__Task brief__.
In the data below, how many lines include the string "flush"? Give only the number.
Dataset extract below:
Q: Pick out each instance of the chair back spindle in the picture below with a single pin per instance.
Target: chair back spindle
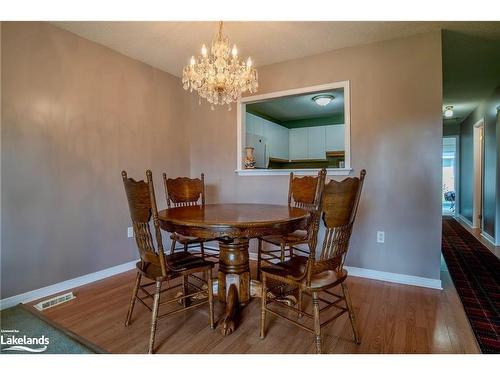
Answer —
(184, 191)
(339, 204)
(305, 192)
(142, 205)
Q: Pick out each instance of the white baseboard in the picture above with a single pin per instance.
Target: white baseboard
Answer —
(394, 277)
(65, 285)
(90, 278)
(380, 275)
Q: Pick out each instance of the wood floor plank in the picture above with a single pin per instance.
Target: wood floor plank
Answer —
(392, 318)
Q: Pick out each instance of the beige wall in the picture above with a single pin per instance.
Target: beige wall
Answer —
(396, 135)
(75, 114)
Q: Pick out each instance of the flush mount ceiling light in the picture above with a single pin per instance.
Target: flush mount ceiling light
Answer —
(219, 75)
(323, 100)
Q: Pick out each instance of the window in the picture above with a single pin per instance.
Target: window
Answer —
(300, 130)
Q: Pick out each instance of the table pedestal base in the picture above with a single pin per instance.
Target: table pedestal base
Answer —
(233, 280)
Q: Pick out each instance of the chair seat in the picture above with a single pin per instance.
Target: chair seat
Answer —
(181, 263)
(185, 239)
(299, 236)
(295, 268)
(327, 279)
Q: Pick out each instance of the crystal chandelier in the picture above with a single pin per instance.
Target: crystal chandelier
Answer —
(220, 77)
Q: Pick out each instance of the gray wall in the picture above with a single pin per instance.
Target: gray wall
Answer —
End of Dataset extract.
__Task result__.
2